問題 1 –
本文によると、ファリサイ派はいつの時代にあったグループですか。
問題 2 –
記録の中から「water」という語を含む行をすべて返してください。

本文 –
_ _ _ _ _

日本では、結婚に際して「縁談」と言う言葉を用いる。「縁」とは、人知を遥かに超えた目に見えないものの力の働きを仏教的に表現している。聖書では、「神が結び合わせてくださった」と表現されている。
日本語版ウィキペディア(https://ja.wikipedia.org/wiki/)によれば、「ファリサイ派」について、以下のような見解が記されている。
ファリサイ派(פרושים)
・古代イスラエルの第二神殿時代(紀元前536年 - 紀元70年)後期に存在したユダヤ教内グループ。本来、ユダヤ教は神殿祭儀の宗教であるが、ユダヤ戦争によるエルサレム神殿の崩壊後はユダヤ教の主流派となってゆき、ラビを中心においた、律法の解釈を学ぶというユダヤ教を形作っていくことになる。現代のユダヤ教の諸派もほとんどがファリサイ派に由来しているという点においても、歴史的に非常な重要なグループであったと言える。

_ _ _ _ _

表示データ –
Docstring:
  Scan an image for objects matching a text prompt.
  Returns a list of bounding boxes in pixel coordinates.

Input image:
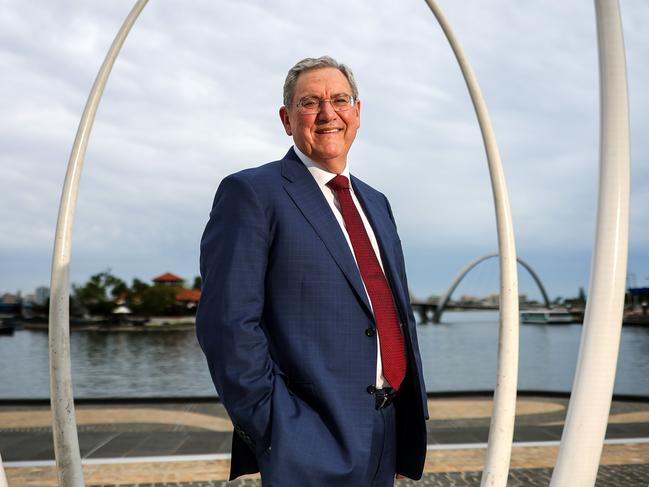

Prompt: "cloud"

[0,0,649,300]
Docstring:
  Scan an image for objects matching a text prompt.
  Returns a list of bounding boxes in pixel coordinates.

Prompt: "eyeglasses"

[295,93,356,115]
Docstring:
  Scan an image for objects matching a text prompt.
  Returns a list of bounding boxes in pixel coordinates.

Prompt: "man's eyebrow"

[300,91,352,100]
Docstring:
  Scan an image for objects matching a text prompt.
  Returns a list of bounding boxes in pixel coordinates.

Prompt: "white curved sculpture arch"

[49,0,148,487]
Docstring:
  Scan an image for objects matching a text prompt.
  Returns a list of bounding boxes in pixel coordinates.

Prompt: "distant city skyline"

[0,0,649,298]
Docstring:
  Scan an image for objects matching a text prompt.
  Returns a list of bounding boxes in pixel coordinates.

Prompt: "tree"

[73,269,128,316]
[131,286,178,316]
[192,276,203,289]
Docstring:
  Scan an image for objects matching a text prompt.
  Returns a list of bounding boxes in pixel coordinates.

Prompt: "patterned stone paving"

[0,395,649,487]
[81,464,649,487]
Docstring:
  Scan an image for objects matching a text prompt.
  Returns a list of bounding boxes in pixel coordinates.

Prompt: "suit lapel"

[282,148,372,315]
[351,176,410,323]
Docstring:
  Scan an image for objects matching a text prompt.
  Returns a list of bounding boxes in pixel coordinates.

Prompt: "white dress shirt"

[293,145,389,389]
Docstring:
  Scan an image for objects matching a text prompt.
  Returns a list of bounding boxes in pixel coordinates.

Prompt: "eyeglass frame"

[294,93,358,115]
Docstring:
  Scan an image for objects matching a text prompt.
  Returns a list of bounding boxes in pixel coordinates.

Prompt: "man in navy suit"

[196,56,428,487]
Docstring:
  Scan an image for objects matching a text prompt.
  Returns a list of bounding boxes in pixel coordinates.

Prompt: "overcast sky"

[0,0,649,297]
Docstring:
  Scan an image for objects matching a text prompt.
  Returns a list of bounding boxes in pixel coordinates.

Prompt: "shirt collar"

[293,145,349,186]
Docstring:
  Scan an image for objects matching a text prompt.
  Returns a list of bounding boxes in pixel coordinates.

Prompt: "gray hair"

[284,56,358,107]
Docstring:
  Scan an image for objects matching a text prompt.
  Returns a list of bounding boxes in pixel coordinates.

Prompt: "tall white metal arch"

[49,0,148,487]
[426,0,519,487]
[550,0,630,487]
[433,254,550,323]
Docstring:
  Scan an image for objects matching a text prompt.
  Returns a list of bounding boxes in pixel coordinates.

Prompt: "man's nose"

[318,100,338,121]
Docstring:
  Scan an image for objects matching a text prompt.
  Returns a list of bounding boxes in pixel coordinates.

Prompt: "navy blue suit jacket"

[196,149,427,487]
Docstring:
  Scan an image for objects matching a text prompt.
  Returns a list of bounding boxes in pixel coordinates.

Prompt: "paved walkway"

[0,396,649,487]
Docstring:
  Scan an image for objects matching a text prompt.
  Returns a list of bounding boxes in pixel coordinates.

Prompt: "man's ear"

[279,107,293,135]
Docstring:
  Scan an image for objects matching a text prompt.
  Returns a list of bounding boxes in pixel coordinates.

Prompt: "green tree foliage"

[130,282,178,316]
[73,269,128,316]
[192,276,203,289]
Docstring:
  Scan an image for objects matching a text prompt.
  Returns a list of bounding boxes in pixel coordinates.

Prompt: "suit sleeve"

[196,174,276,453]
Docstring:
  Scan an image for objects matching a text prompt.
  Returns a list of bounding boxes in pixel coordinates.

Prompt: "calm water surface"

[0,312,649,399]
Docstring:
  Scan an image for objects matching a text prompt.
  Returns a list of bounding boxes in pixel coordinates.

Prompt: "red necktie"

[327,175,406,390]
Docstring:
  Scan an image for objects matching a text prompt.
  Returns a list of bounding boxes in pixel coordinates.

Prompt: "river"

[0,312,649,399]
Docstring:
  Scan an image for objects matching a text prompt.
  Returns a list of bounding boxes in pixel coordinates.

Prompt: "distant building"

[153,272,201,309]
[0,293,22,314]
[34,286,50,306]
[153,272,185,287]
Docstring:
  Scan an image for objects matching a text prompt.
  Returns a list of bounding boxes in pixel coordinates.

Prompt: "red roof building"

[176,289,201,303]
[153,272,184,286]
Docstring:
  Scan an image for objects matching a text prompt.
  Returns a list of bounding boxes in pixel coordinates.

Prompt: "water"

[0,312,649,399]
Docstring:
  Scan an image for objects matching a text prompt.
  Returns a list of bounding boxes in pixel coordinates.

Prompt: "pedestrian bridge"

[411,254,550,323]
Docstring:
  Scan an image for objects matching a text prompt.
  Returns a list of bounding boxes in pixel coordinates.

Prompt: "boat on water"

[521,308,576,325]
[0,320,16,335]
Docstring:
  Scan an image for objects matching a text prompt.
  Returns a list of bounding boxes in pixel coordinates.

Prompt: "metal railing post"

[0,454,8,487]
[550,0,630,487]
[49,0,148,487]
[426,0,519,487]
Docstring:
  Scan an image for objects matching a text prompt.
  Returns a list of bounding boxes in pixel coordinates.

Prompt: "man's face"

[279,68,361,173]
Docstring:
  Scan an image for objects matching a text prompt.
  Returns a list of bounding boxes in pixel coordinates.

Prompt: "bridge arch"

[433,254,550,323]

_ _ _ _ _

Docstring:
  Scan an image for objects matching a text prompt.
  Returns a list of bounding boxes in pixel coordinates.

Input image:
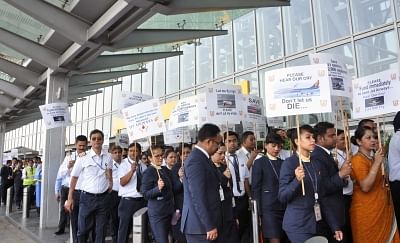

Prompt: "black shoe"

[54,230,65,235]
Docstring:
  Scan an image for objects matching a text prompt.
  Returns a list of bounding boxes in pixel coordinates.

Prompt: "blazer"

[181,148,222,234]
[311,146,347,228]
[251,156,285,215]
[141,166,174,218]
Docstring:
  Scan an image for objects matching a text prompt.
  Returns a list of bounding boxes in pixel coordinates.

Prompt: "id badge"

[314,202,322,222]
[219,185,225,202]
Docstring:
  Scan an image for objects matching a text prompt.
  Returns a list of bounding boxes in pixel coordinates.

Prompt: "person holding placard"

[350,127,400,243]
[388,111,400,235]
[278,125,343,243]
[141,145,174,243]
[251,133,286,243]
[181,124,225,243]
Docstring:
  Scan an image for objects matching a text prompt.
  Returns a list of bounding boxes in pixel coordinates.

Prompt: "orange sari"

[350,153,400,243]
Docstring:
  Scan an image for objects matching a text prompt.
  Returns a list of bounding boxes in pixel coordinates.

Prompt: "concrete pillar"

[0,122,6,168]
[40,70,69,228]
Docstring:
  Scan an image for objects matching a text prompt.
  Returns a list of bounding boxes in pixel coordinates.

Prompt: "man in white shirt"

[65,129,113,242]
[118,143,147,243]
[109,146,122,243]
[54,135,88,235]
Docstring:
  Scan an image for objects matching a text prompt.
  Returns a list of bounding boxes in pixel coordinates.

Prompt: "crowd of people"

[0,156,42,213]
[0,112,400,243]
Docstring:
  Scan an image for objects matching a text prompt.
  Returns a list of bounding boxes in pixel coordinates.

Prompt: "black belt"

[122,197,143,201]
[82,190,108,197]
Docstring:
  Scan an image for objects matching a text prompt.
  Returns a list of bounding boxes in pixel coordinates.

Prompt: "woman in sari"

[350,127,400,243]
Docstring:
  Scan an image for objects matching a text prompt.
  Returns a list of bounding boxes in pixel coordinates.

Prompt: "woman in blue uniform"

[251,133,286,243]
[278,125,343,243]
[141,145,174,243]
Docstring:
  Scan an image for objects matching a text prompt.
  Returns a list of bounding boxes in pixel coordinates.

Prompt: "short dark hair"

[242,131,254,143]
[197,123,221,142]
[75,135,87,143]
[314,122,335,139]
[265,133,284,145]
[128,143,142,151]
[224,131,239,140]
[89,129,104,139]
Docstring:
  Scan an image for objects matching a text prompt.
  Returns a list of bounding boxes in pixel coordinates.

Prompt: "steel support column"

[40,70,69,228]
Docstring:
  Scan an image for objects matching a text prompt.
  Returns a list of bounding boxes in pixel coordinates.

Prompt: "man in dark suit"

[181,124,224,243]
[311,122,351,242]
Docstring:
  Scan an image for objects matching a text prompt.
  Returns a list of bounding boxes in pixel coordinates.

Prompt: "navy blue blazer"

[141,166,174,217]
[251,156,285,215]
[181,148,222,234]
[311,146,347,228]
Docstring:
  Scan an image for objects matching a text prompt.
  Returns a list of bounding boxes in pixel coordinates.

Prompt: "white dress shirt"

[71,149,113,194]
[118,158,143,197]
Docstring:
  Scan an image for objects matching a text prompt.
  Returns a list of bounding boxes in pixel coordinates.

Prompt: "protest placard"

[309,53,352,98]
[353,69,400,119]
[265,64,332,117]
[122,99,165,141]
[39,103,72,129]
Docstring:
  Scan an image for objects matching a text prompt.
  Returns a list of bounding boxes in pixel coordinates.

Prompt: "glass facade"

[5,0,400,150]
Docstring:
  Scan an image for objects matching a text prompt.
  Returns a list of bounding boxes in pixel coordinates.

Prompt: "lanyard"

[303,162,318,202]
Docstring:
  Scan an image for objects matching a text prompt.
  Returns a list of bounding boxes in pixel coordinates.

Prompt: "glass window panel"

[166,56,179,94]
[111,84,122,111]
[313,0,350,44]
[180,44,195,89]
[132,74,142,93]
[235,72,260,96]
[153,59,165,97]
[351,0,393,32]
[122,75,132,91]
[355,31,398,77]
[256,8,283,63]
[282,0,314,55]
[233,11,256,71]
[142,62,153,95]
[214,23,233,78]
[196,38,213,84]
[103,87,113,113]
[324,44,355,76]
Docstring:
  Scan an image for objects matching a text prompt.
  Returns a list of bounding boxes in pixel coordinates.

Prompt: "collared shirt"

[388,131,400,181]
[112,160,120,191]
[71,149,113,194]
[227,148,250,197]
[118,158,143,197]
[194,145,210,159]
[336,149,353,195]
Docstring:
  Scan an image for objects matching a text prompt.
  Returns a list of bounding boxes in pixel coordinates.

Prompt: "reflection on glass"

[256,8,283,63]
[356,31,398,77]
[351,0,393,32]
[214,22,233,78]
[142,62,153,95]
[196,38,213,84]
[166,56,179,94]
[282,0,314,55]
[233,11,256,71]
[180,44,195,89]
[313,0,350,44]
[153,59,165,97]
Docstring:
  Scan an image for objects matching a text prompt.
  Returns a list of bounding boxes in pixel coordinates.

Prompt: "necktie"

_ _ _ _ _

正解 1 –
古代イスラエルの第二神殿時代（紀元前536年 - 紀元70年）の後期です。

正解 2 –
Prompt: "calm water surface"
Prompt: "water"
Prompt: "boat on water"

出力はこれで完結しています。